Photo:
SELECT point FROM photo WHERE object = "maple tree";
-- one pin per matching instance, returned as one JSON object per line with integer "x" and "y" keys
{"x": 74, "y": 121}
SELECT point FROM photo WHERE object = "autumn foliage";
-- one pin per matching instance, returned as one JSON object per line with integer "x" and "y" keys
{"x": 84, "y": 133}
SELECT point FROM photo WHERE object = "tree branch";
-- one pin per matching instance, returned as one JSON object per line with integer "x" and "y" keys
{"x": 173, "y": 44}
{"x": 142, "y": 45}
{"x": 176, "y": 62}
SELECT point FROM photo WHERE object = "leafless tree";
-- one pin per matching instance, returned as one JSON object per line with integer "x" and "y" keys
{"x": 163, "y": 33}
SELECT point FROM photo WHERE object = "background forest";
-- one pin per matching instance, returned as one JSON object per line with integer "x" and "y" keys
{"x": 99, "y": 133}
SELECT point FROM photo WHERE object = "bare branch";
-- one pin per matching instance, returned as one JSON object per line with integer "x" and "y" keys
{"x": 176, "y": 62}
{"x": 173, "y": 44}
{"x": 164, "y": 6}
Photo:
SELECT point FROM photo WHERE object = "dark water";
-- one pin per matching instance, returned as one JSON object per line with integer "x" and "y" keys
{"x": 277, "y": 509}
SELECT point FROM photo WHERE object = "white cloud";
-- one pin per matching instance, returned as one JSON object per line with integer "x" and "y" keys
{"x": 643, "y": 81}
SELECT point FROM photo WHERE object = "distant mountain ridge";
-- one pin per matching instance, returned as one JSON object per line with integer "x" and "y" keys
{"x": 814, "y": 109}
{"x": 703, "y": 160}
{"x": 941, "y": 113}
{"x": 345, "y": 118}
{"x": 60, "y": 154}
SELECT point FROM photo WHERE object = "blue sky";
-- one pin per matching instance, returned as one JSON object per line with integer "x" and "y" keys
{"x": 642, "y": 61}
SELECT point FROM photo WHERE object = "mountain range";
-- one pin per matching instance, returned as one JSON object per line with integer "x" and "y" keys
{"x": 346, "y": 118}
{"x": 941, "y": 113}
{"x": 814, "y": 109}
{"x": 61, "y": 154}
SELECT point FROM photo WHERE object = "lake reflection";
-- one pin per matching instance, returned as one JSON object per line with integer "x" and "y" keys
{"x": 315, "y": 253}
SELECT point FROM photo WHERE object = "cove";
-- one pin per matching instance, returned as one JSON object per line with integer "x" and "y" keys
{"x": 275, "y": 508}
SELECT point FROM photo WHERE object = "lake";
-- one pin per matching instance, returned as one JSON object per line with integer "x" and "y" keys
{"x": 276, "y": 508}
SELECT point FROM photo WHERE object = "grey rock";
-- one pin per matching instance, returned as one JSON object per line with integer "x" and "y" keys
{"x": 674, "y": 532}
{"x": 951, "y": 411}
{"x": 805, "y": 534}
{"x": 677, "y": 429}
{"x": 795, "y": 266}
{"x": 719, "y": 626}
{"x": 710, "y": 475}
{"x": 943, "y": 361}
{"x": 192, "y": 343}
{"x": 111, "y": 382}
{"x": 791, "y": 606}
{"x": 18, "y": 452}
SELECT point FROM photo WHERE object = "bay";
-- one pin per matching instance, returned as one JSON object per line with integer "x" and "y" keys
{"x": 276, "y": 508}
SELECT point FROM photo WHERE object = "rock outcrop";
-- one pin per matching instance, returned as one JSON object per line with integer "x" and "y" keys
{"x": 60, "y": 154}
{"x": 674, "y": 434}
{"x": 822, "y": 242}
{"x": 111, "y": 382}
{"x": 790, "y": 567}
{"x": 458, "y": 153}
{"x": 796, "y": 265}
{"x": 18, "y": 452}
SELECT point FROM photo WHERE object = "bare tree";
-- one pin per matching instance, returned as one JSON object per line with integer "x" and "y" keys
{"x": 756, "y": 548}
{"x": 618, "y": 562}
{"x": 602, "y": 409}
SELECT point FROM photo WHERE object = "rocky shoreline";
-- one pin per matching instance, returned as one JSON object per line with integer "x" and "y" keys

+ + + + + + +

WRITTEN EXERCISE
Please count the lines of the items above that contain the word "bare", matching case exactly. Reply with only the number.

RESPONSE TO THE TASK
2